Using the material below, print the line that contains "Mark the bird's", the line that contains "Mark the blue", and every line in between, exactly and nothing else.

DATA TO EXAMINE:
*** Begin section ***
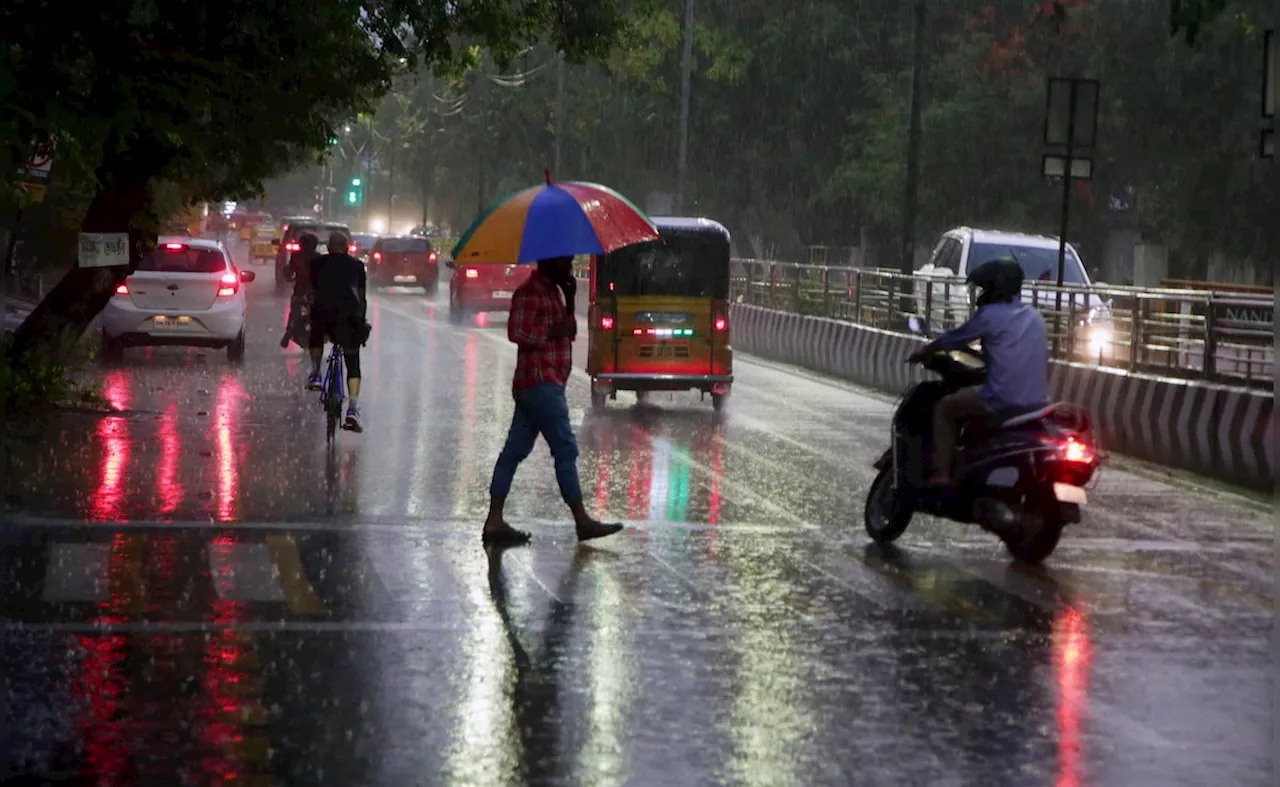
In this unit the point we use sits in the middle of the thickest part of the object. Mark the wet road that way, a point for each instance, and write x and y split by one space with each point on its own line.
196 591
*** End section ***
*** Begin section ***
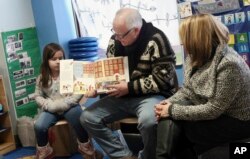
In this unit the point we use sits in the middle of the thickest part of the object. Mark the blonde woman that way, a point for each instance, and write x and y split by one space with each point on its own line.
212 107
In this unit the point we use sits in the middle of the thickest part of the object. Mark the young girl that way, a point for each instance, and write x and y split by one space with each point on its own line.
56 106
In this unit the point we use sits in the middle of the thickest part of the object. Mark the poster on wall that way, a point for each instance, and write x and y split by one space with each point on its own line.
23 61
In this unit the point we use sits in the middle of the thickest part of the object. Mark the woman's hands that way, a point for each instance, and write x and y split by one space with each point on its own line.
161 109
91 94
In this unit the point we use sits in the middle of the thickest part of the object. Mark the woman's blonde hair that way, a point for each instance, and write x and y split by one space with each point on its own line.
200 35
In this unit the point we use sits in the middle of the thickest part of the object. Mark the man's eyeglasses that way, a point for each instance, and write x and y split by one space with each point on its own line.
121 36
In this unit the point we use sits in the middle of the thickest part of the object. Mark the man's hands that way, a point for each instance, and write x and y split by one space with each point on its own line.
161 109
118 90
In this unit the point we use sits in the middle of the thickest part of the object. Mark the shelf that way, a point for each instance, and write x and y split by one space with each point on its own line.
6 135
*** End section ***
*** Begin section ***
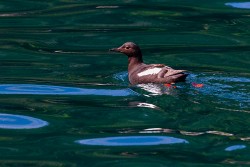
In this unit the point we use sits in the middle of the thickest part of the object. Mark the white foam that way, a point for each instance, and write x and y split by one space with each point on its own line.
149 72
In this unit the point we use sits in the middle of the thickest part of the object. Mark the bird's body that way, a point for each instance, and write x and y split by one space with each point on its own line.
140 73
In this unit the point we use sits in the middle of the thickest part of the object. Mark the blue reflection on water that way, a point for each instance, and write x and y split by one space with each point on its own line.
*** End section ***
TASK RESULT:
In this unit the point we use sits in the middle of the thickest part of the object. Mark the bird's body that way, a point for each instance, and write x and y split by one space with each point on its own line.
140 73
In this unit the point we use sits in the middle of the thickest part of the object. Mark the blue reflection on water that way, a point for each instance, and write x and y split by one space with each point on its own line.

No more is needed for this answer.